- **Task statement**
In the article about the Floyd stop-and-frisk case, which judge did the appeals court reassign the case to?

- **Document segment**
******
Editor's note: This article has been updated since publication to reflect changes in the Floyd case.
Bill de Blasio, who is projected to skate into City Hall as New York’s next Mayor, has earned enormous voter support based, at least in part, on his early and unrelenting attacks on the New York Police Department’s controversial “Stop, Question and Frisk” policies. Now, the likely next mayor is set to become the putative defendant in Floyd v. City of New York, the landmark lawsuit that challenged and had seemed just months ago to end the policy on the grounds that it was unconstitutional and racially discriminatory.
On Thursday, just days before New York City’s mayoral election, the US Court of Appeals for the Second Circuit blocked the remedies imposed by the trial judge who found in August that the department’s stop-and-frisk practices violated the constitutional rights of young black and Hispanic men who were stopped and searched without legal basis. The Second Circuit’s three appellate judges were also sharply critical of federal District Court Judge Shira Scheindlin, who presided at the Floyd trial, and took the rare step of removing her from the case and having it reassigned it to another judge, Analisa Torres.
Following a trial and deliberation period that lasted over seven months, Scheindlin had issued a lengthy decision  analyzing the evidence and the law, concluding that changes had to be made in the way the NYPD did business; Scheindlin’s remedies included setting up a monitor position to to oversee wayward cops.
Following her August decision and order, Scheindlin issued a stay or delay in implementing it so the City could appeal. Earlier this week the appeals court criticized the City  for its tardiness in seeking a permanent stay. But on Thursday they issued an order that de Blasio, as well as lawyers for the Floyd plaintiffs have called, “shocking” and “outrageous.”
While the three appellate judges were to consider only the stay, leaving other issues for the actual appeal, they nevertheless displayed uncommon hostility toward Judge Scheindlin's actions, findings, and even toward Scheindlin herself. In excoriating language from the bench, they found that she was not impartial, that she gave inappropriate interviews, and that she had improperly encouraged the litigation. That last point referred to the fact that three years ago Judge Scheindlin had indicated that she would be the judge if a lawsuit was commenced, since she had already heard a similar, “related” case which she had decided in favor of the City.
******
- **Dataset excerpts**
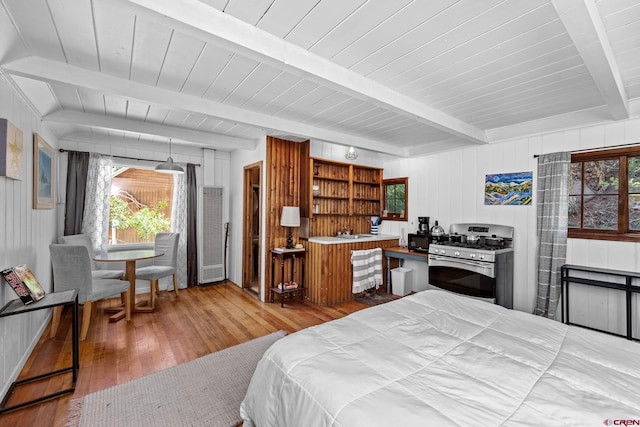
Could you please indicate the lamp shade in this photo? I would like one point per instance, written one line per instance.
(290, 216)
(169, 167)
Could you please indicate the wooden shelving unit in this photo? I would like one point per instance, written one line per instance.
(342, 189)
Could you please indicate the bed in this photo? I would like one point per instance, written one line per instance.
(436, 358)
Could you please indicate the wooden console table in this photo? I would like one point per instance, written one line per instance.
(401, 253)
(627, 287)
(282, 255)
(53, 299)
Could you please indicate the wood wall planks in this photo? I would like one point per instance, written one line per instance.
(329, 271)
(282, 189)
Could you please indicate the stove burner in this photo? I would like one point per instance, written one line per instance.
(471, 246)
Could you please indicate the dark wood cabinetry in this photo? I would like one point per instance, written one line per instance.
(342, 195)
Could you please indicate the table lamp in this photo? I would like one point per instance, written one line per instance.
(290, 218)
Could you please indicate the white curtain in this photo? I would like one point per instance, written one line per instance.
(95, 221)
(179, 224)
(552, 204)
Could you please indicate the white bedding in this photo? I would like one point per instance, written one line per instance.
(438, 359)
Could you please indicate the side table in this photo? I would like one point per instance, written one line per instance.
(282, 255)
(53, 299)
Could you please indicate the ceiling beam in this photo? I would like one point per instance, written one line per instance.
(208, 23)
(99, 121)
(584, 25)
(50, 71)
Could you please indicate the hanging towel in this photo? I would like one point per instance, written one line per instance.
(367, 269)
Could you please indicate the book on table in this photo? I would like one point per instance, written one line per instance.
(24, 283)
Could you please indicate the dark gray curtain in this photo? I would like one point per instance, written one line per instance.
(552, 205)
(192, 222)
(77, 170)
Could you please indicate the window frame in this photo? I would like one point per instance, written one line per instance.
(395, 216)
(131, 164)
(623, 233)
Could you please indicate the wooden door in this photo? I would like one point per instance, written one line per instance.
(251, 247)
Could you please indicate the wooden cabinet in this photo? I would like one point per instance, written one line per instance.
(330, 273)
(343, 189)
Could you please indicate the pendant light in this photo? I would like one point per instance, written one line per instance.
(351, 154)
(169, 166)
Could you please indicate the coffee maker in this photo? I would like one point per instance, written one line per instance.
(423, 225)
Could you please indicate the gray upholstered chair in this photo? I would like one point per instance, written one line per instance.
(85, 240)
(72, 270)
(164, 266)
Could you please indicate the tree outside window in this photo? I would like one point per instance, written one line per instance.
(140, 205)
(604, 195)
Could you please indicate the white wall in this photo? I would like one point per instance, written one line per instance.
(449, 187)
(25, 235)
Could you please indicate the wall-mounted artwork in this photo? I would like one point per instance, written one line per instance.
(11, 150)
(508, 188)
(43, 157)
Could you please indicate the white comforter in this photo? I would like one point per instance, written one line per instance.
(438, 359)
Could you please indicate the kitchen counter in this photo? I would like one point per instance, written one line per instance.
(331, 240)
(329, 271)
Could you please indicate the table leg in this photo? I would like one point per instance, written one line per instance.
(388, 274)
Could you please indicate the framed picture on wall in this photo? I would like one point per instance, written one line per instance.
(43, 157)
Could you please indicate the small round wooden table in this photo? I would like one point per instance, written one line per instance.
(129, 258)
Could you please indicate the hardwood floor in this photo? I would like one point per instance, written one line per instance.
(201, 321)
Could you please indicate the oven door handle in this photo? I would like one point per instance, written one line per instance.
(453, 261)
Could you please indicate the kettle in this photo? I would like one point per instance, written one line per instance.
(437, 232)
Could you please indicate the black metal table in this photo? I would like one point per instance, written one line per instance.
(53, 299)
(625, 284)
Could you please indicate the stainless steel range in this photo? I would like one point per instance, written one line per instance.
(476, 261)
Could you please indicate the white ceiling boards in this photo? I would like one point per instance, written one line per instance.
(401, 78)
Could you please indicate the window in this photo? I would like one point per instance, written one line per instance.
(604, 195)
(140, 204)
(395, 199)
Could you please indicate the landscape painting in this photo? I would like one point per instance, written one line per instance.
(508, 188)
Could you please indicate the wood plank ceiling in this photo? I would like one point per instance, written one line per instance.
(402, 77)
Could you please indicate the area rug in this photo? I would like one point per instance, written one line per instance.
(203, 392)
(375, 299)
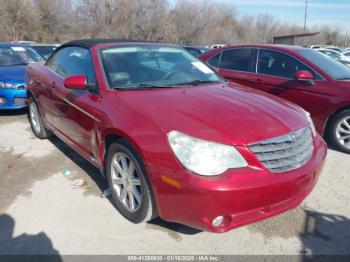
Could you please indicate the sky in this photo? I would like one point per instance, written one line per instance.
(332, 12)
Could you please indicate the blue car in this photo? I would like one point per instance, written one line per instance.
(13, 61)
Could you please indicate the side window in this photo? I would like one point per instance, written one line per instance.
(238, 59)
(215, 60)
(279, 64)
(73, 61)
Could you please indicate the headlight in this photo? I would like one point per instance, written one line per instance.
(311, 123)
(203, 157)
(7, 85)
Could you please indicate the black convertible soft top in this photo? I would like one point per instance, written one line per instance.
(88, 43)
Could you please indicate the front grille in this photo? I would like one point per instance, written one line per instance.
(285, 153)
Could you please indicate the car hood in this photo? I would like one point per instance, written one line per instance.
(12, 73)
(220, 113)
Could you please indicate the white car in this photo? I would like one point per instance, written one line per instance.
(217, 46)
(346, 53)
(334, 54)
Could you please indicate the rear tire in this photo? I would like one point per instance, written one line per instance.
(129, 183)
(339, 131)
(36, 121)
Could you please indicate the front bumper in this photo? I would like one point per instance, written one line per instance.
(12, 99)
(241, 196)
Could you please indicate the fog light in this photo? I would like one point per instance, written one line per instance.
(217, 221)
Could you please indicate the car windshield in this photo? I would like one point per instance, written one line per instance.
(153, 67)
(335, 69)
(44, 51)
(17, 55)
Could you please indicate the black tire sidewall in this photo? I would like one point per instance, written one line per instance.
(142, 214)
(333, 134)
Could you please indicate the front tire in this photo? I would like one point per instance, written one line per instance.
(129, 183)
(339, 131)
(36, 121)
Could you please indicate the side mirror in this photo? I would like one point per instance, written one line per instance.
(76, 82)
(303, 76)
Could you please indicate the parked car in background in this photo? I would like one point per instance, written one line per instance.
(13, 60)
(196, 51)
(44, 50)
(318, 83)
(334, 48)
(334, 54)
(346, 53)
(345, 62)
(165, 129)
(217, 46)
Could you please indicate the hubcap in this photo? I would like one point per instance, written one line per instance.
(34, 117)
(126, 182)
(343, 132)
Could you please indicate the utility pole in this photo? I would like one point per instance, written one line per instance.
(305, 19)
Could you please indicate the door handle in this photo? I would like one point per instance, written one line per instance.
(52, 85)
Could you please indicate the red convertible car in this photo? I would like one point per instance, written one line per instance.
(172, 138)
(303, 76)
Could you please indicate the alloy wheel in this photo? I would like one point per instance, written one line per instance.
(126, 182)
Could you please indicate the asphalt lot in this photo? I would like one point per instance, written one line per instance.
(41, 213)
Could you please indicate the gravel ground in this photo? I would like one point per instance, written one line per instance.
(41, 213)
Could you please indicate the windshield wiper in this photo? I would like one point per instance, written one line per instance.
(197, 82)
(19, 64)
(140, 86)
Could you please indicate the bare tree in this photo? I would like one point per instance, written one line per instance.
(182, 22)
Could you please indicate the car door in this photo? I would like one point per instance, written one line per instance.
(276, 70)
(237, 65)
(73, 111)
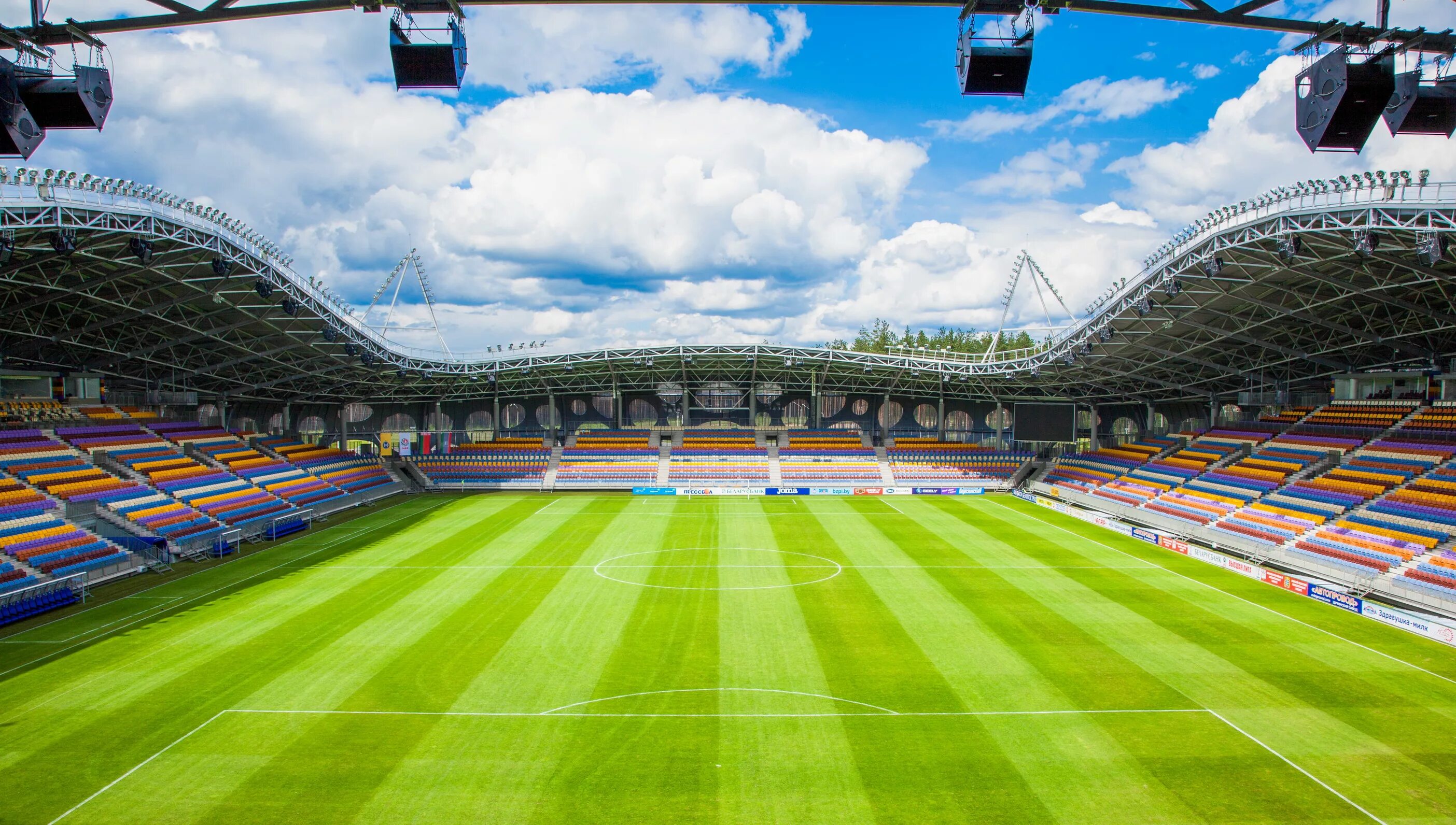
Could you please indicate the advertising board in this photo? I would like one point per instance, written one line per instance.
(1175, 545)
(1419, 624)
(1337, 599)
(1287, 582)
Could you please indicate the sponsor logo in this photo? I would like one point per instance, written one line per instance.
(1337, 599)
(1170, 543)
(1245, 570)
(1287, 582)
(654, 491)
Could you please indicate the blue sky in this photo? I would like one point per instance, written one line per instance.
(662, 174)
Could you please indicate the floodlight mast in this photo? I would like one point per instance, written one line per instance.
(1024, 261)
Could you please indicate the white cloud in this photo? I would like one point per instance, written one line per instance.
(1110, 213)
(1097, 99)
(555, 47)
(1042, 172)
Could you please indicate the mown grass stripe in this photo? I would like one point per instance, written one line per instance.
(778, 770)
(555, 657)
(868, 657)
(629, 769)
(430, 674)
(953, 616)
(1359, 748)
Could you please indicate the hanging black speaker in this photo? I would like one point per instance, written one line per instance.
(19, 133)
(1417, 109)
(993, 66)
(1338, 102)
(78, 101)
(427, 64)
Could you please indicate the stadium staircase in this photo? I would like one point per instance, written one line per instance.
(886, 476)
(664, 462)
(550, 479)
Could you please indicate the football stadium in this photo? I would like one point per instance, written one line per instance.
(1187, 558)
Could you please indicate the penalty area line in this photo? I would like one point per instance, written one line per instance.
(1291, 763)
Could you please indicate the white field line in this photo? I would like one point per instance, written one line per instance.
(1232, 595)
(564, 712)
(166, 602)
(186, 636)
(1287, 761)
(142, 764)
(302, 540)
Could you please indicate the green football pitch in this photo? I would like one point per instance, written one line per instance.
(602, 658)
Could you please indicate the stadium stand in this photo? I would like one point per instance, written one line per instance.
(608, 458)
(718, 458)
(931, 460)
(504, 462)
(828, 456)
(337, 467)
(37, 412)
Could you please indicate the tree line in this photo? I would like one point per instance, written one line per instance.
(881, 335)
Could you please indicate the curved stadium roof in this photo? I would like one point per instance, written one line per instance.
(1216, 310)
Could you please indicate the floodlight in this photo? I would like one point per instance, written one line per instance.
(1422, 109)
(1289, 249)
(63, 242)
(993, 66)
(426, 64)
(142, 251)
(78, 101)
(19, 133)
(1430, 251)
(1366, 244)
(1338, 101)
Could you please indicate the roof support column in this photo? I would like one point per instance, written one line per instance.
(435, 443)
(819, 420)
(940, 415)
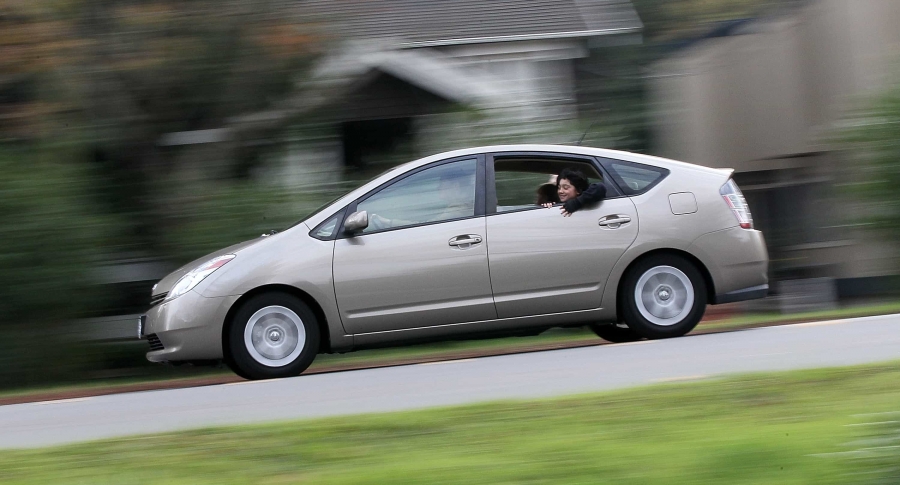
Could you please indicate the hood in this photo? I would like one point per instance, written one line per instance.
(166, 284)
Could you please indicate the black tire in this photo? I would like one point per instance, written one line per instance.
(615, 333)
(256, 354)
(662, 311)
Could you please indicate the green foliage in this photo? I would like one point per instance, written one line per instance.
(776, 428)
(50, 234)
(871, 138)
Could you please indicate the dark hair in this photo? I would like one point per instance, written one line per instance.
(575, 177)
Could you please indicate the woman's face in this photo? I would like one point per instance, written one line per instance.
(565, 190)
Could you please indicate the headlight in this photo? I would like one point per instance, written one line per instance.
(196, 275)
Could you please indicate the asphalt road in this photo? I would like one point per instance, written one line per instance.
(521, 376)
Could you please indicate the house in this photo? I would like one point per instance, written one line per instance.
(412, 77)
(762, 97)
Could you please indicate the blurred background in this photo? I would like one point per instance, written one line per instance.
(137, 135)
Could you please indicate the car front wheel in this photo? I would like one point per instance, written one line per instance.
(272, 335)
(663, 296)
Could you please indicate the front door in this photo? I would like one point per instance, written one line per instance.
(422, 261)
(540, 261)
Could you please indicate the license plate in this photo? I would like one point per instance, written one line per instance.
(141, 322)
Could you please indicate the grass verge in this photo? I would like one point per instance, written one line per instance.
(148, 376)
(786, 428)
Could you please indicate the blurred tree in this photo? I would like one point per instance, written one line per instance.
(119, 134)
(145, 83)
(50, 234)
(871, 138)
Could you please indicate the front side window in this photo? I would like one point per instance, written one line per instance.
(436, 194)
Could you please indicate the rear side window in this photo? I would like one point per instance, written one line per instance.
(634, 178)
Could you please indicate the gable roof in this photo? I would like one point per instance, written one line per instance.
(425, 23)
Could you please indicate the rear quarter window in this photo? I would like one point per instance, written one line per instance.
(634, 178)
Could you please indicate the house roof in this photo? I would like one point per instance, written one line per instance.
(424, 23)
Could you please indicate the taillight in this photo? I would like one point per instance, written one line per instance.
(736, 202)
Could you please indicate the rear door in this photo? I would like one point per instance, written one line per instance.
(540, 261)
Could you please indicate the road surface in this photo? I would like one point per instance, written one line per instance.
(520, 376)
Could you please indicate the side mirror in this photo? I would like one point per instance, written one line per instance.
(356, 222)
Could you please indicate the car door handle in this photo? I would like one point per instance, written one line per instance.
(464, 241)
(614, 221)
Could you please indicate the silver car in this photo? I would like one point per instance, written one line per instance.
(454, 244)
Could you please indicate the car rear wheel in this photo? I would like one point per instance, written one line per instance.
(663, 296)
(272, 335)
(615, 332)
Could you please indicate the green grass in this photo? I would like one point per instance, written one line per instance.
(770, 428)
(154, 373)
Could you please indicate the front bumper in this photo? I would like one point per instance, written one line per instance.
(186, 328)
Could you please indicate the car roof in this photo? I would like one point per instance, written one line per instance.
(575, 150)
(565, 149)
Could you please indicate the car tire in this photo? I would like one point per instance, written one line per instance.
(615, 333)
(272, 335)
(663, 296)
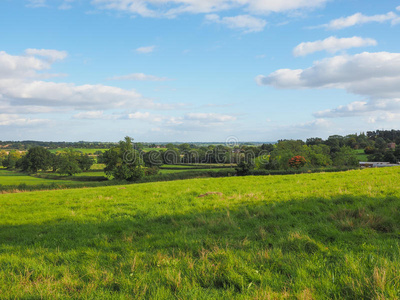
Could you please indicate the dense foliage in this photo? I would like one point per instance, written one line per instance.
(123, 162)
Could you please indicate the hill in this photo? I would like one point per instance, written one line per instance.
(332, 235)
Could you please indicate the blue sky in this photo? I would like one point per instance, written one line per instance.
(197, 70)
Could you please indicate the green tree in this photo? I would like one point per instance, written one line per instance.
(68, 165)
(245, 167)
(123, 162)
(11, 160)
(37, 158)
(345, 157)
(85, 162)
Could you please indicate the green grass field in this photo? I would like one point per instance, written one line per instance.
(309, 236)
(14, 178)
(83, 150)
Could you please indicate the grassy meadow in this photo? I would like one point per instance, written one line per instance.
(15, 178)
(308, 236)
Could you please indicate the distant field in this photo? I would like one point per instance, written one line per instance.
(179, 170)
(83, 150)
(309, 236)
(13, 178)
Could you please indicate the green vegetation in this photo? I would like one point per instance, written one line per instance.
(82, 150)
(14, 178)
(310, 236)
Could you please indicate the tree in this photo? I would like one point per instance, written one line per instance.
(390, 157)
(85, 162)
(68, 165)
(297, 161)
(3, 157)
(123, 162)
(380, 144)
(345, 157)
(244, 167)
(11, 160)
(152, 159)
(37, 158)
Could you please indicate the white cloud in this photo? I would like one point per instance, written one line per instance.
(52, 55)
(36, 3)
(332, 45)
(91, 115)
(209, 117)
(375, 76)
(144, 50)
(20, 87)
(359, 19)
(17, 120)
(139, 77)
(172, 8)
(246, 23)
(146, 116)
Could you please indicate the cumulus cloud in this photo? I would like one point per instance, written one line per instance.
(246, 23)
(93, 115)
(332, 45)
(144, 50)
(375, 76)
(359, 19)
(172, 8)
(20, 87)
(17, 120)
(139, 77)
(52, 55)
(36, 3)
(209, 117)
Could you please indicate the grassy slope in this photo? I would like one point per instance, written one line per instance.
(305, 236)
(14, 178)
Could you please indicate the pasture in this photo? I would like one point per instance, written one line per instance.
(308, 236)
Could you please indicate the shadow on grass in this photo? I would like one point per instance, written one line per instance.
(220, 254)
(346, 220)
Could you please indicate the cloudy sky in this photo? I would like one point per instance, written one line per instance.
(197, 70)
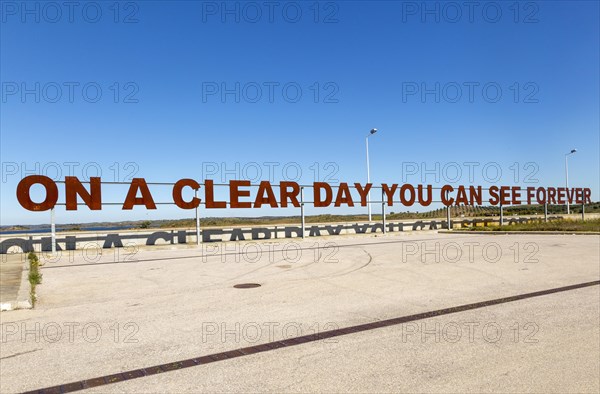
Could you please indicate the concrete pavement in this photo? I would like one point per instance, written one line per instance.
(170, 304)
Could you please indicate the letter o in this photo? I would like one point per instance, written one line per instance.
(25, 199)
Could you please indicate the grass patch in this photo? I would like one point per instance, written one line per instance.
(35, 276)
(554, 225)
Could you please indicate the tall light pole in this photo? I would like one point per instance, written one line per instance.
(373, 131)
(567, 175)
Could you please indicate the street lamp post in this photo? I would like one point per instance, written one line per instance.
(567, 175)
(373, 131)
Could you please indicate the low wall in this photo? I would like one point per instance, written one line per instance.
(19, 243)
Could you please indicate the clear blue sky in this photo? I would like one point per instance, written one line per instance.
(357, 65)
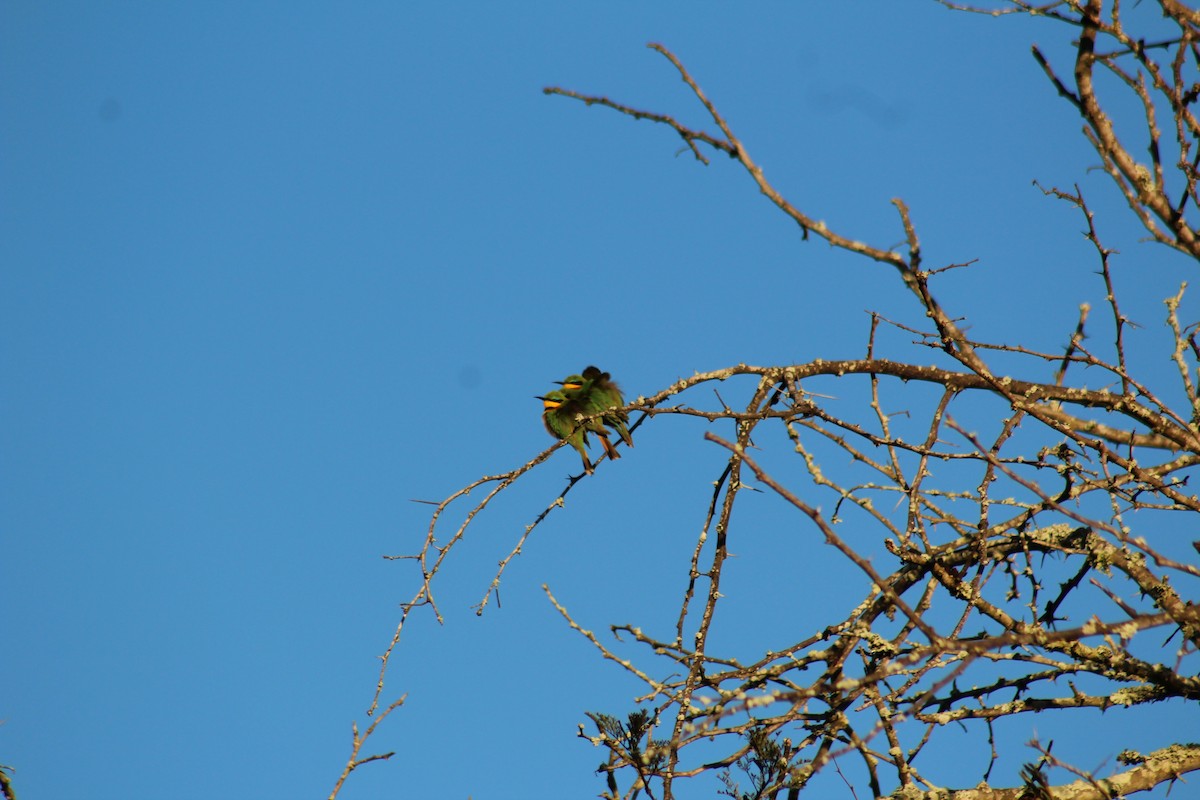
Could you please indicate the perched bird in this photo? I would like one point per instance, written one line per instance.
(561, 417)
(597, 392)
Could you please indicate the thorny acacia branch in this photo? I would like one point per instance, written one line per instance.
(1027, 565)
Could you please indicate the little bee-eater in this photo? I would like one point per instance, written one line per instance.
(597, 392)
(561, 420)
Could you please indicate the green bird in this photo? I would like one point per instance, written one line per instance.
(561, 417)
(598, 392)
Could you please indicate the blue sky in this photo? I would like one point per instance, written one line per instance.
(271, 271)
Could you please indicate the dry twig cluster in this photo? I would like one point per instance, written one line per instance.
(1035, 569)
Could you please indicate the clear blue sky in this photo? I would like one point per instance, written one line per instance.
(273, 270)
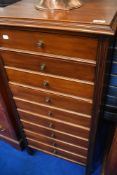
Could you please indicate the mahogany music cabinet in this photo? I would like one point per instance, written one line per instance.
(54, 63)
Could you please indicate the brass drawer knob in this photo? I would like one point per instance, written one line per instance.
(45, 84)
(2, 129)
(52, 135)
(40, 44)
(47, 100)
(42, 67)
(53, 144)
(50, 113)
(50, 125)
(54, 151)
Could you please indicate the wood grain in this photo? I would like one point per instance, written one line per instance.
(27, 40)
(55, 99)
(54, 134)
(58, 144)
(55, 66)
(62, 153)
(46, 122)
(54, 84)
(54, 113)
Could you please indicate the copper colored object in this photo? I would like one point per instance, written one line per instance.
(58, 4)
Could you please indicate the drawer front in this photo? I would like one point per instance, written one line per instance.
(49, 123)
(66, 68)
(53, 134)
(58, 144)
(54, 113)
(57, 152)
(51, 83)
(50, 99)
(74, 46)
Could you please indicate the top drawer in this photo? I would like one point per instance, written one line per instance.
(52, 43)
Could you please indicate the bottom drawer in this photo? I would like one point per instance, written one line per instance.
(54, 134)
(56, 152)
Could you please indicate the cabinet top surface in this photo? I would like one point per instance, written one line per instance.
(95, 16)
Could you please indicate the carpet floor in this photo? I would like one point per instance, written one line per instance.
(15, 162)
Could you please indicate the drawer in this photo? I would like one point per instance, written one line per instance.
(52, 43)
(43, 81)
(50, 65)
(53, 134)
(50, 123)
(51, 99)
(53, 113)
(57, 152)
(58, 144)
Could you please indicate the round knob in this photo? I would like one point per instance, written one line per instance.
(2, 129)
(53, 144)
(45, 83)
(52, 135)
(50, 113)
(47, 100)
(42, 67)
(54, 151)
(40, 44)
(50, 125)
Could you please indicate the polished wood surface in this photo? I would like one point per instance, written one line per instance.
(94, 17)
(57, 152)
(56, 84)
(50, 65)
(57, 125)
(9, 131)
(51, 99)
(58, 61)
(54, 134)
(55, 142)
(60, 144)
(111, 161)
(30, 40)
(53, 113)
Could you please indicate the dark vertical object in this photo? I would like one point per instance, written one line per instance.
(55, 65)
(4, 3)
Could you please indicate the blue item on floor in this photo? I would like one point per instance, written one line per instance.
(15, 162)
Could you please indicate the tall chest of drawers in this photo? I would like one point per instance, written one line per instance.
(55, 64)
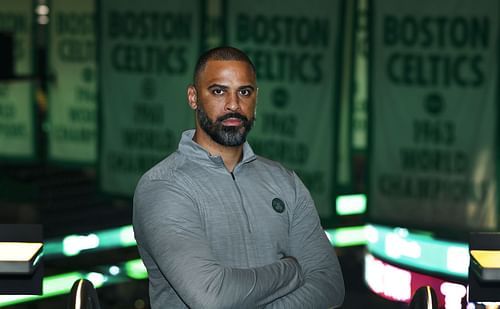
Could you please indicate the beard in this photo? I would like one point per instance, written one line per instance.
******
- **Task solution**
Analisa Torres